» Passage:

+ + +

TEMPLE'S CLOSET

As young men and women living in the 21st century, we all face struggles in the same areas of our lives at one point or another. On this site I will reveal some of the personal struggles that I have faced and the insights that I have gained through prayer, study and personal time with God.

Sunday, October 30, 2005

Sister to Sister Service: The Sister That Got Away


This year, the Women's Ministry of the Greater Allen Cathedral celebrated our annual Sister to Sister service with the preaching and teaching of the Rev. Dr. Renita Jean Weems. Rev. Weems is one of my favorite preachers because she is an intellectual who has the unique ability to pontificate upon the unspoken areas of the Word.

The service opened with Rev. Elaine sharing with the congregation, a gift that she had received at the end of last year's Women's Season. The gift was a beautiful oil painting of her "good friends" whom we have all grown to love over the years. The oil painting included Rev. Weems, Rev. Dr. Claudette Copland, Rev. and Episcopal supervisor Jessica Ingram, Rev. Dr. Cynthia Hale and of course our very own, Rev. Dr Elaine. Rev. Elaine descried each of her "girlfriends" and the unique character and quality that each woman brings to the sisterhood.

+ + +

» Record set:
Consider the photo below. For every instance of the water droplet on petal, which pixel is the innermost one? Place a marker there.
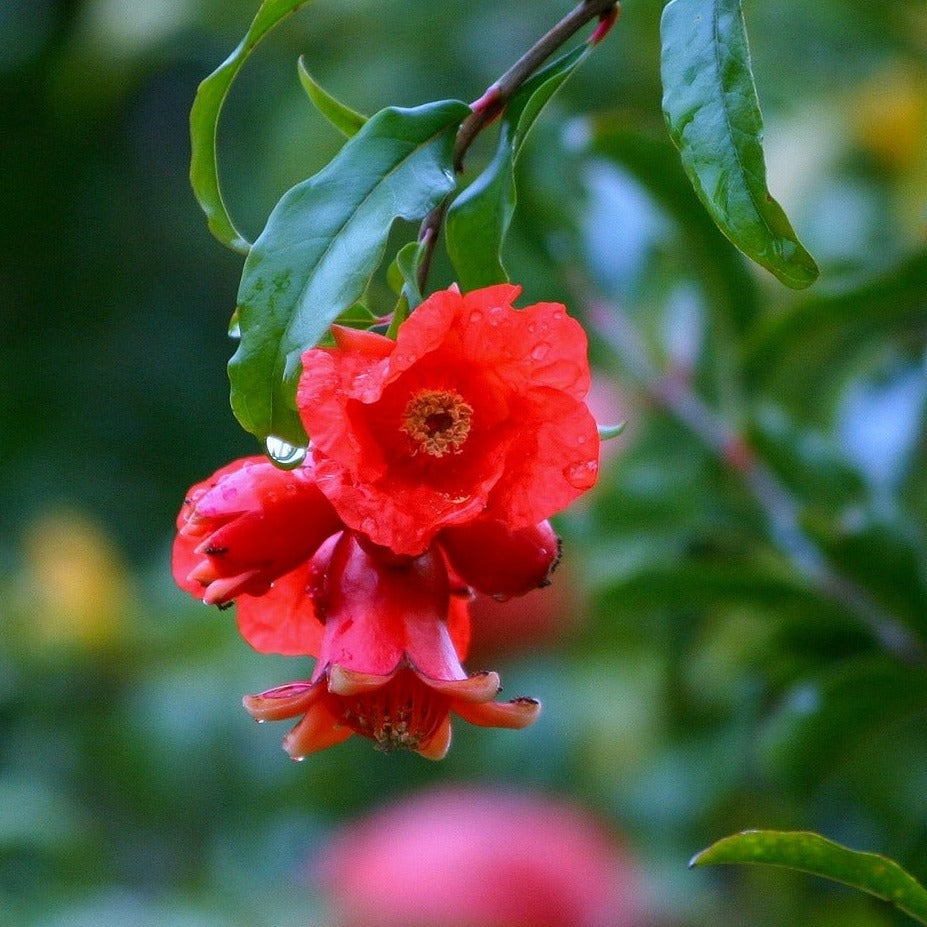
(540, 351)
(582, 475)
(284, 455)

+ + +

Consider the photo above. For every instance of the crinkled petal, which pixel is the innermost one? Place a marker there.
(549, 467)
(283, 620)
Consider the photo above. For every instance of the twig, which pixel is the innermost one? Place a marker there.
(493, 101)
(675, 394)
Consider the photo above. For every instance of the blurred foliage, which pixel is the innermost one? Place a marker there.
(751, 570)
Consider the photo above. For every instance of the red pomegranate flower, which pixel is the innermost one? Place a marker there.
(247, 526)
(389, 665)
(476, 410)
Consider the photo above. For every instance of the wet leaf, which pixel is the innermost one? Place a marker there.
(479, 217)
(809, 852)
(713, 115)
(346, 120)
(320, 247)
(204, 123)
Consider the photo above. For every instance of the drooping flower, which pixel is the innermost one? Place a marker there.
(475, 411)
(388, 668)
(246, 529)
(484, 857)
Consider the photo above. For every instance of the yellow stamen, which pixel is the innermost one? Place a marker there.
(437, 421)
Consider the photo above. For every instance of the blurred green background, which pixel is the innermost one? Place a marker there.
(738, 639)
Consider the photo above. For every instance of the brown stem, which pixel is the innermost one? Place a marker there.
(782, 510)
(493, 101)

+ + +

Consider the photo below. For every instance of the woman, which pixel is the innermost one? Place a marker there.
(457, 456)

+ + +

» Tasks to perform:
1 - Using the Temple's Closet post, decide whether each statement agrees with it. Answer yes or no for each, and quote the words from the post that decide it.
(a) Rev. Dr. Renita Jean Weems preached at this year's Sister to Sister service.
(b) Rev. Elaine received the oil painting at the start of last year's Women's Season.
(c) Rev. Dr. Cynthia Hale was one of the women in the oil painting.
2 - According to the Temple's Closet post, which ministry celebrated the annual Sister to Sister service?
3 - Translate this sentence from the Temple's Closet post into Spanish: "Rev. Weems is one of my favorite preachers because she is an intellectual who has the unique ability to pontificate upon the unspoken areas of the Word."

» Answers provided:
1 -
(a) Yes: "celebrated our annual Sister to Sister service with the preaching and teaching of the Rev. Dr. Renita Jean Weems"
(b) No: "a gift that she had received at the end of last year's Women's Season"
(c) Yes: "The oil painting included Rev. Weems, Rev. Dr. Claudette Copland, Rev. and Episcopal supervisor Jessica Ingram, Rev. Dr. Cynthia Hale and of course our very own, Rev. Dr Elaine."

2 - The Women's Ministry of the Greater Allen Cathedral.

3 - La Rev. Weems es una de mis predicadoras favoritas porque es una intelectual que tiene la capacidad única de disertar sobre los aspectos no expresados de la Palabra.